◆ JOB 1 ◆
Identify each line of the records that contains the word "trailer", and copy those lines.
################
B. Architectural requirements of the internet of things (IoT)
The Internet of Things continues to be characterized by the widespread and increasingly complex network of connected devices, currently estimated at around 75 billion and expected to grow significantly. The devices forming the ecosystem produce vast amounts of raw data, which must be managed through advanced, flexible and scalable computational architectures. The distinctive workload patterns of data and computation shape the architectural standards of IoT applications.

The connectivity and use of IoT devices are often examined in terms of traffic. Devices can transmit data at irregular intervals, for example, when a sensor triggers an alarm or a smart device uploads data periodically. This results in sparse and random data stream traffic, which doesn't align with server-focused systems. IoT systems that play a significant role typically have low internal latency. Critical IoT applications such as industrial automation, transportation systems and monitoring devices require real-time data processing and immediate responses. This is vital for their effectiveness and security. The architecture of IoT devices must support and manage data inflow from billions of devices simultaneously. This is crucial for IoT, as the architecture needs to be easily and cost-effectively adaptable to meet constant changes in demand.

C. The synergy and conflict of serverless and IoT
Initially, the serverless server paradigm appears well suited for IoT needs. The function-as-a-service (FaaS) model's event-driven approach matches perfectly with the event-based data generation of IoT devices and the auto-scaling capabilities can easily manage bursty and unpredictable data flows. The system's economic value is increased by the organization’s payments for computation, which handles sporadic IoT events and by avoiding the costs associated with dormant servers.

A closer investigation shows that serverless computing and some specific IoT applications face a set of underlying conflicts. These conflicts stem from two distinct architectural disconnects. First, the ‘scale-to-zero’ feature of a serverless cost model is a primary reason why serverless computing suffers from the so-called ‘cold start’ problem. With this problem, function calls triggered after a period of dormancy experience high latencies. These high latencies are highly unpredictable and, as a result, are not suitable for real-time IoT applications. Furthermore, the stateless architecture and design of ‘Function-as-a-Service’ (FaaS) functions conflict with the needs of IoT applications, which often require tracking devices, user sessions and historical data. Consequently, application developers are forced to use inefficient systems for state control and management. This contradicts the simplicity promised by serverless computing. The stark realities of these issues are the focus of this paper, especially regarding their impact on IoT application development. The paper then explores and analyzes existing architectural frameworks and patterns aimed at easing the practical challenges faced by IoT and serverless computing.
################
◆ JOB 2 ◆
Print everything in the passage on serverless computing and IoT from "The connectivity and" down to "changes in demand.".

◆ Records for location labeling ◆
################
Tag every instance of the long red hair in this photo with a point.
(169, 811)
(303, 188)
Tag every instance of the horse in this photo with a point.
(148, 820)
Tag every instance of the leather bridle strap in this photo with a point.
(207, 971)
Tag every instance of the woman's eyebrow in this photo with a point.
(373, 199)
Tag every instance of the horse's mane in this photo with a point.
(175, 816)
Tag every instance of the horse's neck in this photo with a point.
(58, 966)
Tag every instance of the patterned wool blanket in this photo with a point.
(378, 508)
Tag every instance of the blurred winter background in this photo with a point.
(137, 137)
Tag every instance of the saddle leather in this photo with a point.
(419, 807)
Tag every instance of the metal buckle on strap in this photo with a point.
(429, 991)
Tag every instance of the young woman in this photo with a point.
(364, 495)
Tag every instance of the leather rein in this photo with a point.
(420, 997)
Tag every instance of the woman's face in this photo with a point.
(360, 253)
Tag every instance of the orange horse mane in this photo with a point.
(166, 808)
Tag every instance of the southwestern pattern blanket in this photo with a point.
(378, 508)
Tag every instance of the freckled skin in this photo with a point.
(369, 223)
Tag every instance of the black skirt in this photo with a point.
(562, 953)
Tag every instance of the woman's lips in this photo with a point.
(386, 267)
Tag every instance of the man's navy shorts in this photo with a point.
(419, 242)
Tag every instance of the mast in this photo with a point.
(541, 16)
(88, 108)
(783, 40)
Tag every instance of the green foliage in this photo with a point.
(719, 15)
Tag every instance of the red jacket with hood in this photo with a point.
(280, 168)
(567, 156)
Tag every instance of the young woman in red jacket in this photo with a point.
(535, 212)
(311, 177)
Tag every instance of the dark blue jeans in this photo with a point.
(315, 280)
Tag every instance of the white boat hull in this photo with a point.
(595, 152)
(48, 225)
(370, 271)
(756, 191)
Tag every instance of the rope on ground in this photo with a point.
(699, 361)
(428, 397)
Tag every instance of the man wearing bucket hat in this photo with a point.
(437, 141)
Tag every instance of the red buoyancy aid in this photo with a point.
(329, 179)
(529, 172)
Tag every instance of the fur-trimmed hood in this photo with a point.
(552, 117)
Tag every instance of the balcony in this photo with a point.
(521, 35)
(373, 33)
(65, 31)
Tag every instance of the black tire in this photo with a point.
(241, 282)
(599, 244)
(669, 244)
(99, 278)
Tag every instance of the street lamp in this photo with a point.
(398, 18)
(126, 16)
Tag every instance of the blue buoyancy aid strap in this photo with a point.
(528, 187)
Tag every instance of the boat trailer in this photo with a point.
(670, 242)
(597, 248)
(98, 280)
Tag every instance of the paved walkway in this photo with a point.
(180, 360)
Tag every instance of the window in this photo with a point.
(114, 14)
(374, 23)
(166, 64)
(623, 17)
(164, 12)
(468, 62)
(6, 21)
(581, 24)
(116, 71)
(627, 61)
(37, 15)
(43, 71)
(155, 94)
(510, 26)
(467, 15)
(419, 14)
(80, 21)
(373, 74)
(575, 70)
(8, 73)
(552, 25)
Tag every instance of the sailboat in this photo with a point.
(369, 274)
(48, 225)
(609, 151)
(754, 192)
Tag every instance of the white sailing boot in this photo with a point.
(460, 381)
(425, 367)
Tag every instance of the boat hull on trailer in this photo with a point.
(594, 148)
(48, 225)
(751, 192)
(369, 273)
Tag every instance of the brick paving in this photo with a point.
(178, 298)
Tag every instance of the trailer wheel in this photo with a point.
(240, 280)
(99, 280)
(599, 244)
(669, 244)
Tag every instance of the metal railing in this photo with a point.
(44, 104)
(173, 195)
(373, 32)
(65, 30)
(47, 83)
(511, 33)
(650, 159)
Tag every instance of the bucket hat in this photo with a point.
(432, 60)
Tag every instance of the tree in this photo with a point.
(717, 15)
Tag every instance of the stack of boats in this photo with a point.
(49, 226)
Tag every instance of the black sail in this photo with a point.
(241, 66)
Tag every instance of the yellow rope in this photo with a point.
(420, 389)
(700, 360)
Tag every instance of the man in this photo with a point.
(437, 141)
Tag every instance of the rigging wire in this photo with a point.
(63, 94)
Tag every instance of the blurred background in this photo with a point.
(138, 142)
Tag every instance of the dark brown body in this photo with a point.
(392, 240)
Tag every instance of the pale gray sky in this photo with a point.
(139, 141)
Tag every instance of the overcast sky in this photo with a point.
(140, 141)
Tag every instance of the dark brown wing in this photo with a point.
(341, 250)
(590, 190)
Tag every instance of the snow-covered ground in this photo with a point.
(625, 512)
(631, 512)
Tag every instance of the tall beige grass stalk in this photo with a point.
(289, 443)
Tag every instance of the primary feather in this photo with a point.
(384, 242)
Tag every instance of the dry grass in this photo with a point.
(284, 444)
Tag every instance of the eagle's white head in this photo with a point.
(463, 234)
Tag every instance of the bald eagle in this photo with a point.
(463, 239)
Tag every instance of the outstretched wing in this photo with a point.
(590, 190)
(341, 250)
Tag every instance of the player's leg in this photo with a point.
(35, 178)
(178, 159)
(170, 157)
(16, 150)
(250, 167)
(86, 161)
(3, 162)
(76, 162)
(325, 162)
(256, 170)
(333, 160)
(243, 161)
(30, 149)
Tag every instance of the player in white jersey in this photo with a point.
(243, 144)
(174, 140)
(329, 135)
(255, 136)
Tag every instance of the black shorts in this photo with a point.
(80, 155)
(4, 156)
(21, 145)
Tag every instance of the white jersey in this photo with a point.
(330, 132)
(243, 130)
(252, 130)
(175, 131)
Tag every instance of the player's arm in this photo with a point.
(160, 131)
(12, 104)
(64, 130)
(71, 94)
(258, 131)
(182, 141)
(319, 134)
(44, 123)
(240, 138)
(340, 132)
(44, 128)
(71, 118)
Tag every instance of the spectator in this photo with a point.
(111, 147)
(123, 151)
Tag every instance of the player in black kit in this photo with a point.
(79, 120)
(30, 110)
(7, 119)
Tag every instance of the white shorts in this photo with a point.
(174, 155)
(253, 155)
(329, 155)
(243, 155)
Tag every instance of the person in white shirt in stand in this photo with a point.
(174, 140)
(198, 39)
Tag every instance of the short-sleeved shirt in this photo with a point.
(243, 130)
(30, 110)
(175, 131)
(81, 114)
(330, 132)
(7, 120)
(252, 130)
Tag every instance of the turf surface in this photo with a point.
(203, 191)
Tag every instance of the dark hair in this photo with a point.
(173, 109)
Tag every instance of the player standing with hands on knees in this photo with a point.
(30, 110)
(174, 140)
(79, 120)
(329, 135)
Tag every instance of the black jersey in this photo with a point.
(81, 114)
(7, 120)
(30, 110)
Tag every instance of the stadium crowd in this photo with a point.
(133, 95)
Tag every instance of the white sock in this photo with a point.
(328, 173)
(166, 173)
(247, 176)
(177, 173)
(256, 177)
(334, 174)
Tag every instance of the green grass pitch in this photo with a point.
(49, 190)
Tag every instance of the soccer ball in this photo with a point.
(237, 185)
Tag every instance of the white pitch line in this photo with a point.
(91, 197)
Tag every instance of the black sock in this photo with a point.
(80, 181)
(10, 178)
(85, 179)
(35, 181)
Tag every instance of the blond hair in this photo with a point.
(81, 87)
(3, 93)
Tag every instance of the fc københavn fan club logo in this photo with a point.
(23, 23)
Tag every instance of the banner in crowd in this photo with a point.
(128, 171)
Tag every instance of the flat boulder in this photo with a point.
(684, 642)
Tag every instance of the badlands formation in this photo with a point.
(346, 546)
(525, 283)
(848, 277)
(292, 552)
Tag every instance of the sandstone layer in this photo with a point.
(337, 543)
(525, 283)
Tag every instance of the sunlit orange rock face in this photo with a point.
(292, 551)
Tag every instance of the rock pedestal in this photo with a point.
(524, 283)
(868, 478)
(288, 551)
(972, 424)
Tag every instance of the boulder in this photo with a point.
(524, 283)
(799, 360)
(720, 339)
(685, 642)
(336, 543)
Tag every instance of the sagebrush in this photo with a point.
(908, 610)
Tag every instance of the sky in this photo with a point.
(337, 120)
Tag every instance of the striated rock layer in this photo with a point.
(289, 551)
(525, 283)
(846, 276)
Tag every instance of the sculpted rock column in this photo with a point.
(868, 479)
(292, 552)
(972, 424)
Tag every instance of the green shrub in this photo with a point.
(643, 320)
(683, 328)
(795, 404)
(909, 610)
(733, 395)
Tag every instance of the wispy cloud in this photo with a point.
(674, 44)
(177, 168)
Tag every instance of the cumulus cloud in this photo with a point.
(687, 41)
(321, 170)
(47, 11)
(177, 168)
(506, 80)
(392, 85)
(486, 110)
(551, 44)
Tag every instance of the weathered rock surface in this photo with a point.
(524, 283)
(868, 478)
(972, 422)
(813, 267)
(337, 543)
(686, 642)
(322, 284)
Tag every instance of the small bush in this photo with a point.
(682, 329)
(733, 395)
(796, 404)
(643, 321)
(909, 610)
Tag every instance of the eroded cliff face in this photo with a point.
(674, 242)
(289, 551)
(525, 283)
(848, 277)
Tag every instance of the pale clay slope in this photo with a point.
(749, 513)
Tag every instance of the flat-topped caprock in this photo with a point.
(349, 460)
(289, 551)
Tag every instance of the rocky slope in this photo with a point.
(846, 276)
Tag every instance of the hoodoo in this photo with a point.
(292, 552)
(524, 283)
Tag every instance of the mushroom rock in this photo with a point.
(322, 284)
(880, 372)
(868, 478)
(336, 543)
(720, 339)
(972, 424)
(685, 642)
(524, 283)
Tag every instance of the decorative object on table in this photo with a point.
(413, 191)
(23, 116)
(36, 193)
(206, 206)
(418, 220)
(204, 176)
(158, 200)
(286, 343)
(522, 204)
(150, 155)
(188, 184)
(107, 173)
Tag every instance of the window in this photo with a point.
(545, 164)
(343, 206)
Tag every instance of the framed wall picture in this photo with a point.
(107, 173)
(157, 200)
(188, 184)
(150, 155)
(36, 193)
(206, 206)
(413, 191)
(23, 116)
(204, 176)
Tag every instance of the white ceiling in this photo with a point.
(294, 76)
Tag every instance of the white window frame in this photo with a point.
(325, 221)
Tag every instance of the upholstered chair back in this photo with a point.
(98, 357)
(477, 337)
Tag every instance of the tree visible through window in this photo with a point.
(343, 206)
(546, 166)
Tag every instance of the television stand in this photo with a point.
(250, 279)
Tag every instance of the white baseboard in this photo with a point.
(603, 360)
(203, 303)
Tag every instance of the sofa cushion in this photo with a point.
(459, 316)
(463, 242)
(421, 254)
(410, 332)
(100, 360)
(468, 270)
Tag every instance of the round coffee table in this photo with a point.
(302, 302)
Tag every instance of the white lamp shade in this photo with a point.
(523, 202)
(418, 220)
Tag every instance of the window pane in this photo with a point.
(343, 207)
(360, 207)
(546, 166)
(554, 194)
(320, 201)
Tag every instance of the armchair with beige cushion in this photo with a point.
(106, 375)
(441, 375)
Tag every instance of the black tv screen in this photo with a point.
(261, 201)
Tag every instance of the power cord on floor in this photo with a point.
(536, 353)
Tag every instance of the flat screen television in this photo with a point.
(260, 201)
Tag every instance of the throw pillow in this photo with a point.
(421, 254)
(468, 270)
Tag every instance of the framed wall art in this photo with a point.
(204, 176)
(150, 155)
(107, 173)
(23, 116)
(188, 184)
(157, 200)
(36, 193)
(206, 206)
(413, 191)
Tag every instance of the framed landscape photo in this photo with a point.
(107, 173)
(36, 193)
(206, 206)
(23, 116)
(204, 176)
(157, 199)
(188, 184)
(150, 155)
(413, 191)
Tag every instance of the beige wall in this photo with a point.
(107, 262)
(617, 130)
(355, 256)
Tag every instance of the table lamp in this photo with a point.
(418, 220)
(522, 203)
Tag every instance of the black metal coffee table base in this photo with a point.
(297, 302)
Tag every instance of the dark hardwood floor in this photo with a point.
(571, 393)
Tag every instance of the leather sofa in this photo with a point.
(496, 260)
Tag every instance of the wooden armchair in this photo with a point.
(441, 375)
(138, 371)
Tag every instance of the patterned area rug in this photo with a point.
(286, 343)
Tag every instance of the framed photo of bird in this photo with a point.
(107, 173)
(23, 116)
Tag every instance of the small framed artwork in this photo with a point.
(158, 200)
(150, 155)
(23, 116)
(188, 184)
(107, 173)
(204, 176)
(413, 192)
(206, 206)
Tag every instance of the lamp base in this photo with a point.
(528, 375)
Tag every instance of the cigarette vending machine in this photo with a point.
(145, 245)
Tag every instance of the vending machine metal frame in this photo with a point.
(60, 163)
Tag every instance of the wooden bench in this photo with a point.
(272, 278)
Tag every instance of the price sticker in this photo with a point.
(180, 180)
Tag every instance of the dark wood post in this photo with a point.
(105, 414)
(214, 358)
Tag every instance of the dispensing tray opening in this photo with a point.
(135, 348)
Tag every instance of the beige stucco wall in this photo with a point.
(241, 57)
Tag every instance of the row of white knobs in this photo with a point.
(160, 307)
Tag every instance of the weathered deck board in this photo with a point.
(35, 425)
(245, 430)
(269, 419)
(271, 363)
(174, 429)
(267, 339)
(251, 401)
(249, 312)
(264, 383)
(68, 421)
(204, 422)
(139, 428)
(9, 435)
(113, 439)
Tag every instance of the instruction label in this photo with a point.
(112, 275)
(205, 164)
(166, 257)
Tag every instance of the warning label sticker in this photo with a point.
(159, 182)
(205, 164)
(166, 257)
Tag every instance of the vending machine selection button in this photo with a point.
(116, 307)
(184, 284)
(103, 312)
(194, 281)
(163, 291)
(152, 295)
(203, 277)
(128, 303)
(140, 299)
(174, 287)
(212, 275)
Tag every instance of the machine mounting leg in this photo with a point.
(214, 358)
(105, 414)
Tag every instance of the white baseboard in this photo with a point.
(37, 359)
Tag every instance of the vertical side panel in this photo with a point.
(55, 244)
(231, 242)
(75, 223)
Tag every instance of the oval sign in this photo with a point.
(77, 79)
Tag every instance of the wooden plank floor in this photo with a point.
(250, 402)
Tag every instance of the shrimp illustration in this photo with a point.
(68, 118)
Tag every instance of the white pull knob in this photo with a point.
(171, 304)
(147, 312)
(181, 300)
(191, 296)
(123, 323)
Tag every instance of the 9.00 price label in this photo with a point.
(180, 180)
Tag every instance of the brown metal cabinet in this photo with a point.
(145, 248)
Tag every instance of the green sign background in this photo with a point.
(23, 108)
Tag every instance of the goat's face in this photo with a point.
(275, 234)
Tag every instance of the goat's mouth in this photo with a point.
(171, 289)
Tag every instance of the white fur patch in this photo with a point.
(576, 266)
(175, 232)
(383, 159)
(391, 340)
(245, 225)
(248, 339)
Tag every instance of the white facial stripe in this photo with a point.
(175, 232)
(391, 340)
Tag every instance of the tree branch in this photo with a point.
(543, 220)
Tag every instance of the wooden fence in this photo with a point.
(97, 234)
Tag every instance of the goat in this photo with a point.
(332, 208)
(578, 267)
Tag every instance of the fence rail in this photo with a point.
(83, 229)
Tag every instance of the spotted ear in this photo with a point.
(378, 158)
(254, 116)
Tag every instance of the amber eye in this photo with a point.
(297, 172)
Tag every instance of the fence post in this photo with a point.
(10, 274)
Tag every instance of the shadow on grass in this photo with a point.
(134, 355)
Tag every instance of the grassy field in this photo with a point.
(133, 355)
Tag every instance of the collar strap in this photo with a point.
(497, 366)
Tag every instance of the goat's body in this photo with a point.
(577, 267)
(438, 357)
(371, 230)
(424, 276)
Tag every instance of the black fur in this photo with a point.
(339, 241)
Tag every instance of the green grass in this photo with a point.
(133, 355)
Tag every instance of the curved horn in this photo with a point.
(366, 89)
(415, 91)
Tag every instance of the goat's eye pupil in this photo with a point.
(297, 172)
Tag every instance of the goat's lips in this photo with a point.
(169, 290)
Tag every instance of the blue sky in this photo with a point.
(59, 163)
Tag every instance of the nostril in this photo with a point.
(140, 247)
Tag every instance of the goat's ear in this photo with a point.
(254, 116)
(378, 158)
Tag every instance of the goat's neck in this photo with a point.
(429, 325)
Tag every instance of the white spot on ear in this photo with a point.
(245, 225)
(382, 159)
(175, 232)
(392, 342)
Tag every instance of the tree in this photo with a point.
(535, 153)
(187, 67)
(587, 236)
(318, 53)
################
◆ PROBLEM SOLUTION 1 ◆
Tag every instance of the boat trailer in this photo with a point.
Tag every instance of the boat hull on trailer in this photo with a point.
Tag every instance of the trailer wheel in this photo with a point.

◆ PROBLEM SOLUTION 2 ◆
The connectivity and use of IoT devices are often examined in terms of traffic. Devices can transmit data at irregular intervals, for example, when a sensor triggers an alarm or a smart device uploads data periodically. This results in sparse and random data stream traffic, which doesn't align with server-focused systems. IoT systems that play a significant role typically have low internal latency. Critical IoT applications such as industrial automation, transportation systems and monitoring devices require real-time data processing and immediate responses. This is vital for their effectiveness and security. The architecture of IoT devices must support and manage data inflow from billions of devices simultaneously. This is crucial for IoT, as the architecture needs to be easily and cost-effectively adaptable to meet constant changes in demand.